Biology professor Brent Christner and colleagues go deep into West Antarctic ice sheet for research.
Brent Christner and his colleagues aren’t going under the sea — they’re going under the ice.
Christner and his co-authors published a paper in Nature, a prominent scientific journal, documenting their discovery of microbial life in the waters 800 meters beneath the West Antarctic ice sheet.
Christner and his colleagues are researchers with the Whillans Ice Stream Subglacial Access Research Drilling project, or WISSARD project, an ongoing multi-university collaboration funded by the National Science Foundation.
Graduate student and co-author of the paper Amanda Achberger said their research focuses on understanding what microorganisms are present in Lake Whillans and how those microorganisms are obtaining energy.
“We know there’s water beneath the ice sheet, and life needs water, but that’s not all it needs,” Christner said. “It needs a source of energy just like your car needs a source of energy to run.”
Achberger said this paper is just scratching the surface of what the WISSARD project can discover. Achberger said researchers in the University’s lab have identified the organisms in Lake Whillans but do not understand how those organisms function and what adaptations they have that allow them to live in an extreme environment.
Christner said researchers have speculated about the existence of life beneath the ice sheets for decades, but the traditional theory has been the coldest place on the planet cannot support life.

= = =

--- Required work ---
[1] Using the article about research under the Antarctic ice, decide whether each statement agrees with it: (a) The paper on the discovery came out in Nature. (b) NASA funds the WISSARD project. (c) The researchers understand how the organisms in Lake Whillans function. For each, answer yes or no and quote the deciding words.
[2] According to the article about research under the Antarctic ice, how far beneath the West Antarctic ice sheet were the waters where microbial life was found?
[3] Print the part of the article about research under the Antarctic ice from "Christner and his co-authors" to "National Science Foundation.".
The material that comes next is separate from the article.

--- Given records ---

= = =

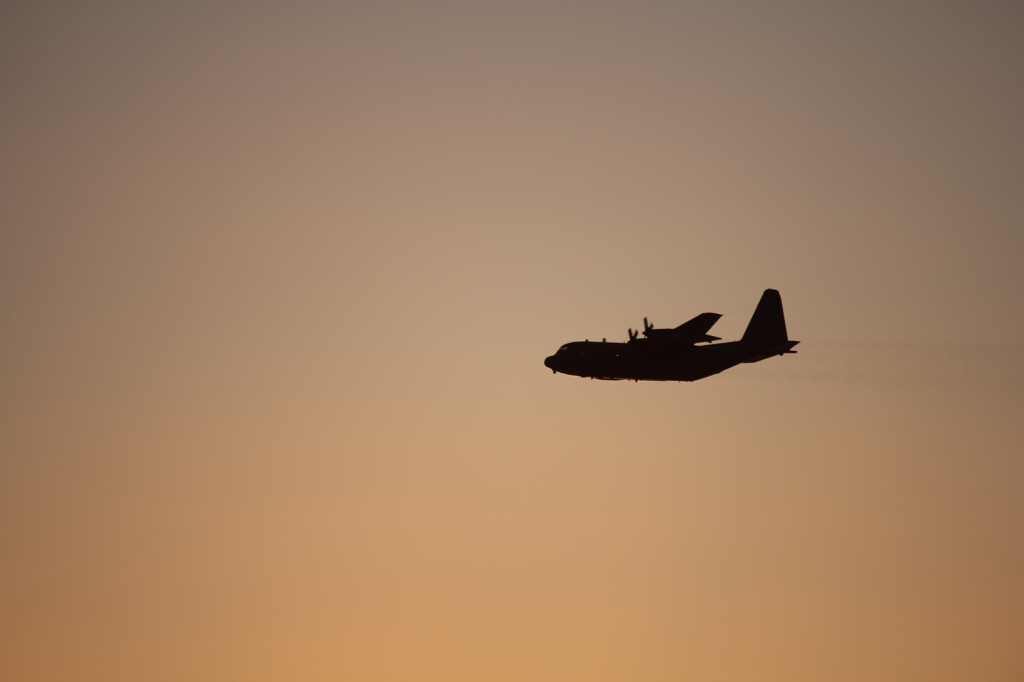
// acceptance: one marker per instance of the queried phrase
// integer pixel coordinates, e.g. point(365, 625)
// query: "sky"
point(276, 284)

= = =

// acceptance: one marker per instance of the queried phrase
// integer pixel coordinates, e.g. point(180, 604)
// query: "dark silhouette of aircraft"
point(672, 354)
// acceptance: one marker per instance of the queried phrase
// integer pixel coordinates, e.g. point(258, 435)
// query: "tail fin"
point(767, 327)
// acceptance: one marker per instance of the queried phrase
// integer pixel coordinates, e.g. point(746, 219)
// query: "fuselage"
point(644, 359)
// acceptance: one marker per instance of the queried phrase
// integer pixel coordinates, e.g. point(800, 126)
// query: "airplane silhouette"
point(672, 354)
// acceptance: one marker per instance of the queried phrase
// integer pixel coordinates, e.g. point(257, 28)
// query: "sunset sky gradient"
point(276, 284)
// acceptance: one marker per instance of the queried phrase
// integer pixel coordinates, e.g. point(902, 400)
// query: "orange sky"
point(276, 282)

= = =

--- Answer section ---
[1]
(a) Yes: "Christner and his co-authors published a paper in Nature, a prominent scientific journal"
(b) No: "an ongoing multi-university collaboration funded by the National Science Foundation"
(c) No: "do not understand how those organisms function"

[2] 800 meters beneath the ice sheet.

[3]
Christner and his co-authors published a paper in Nature, a prominent scientific journal, documenting their discovery of microbial life in the waters 800 meters beneath the West Antarctic ice sheet.
Christner and his colleagues are researchers with the Whillans Ice Stream Subglacial Access Research Drilling project, or WISSARD project, an ongoing multi-university collaboration funded by the National Science Foundation.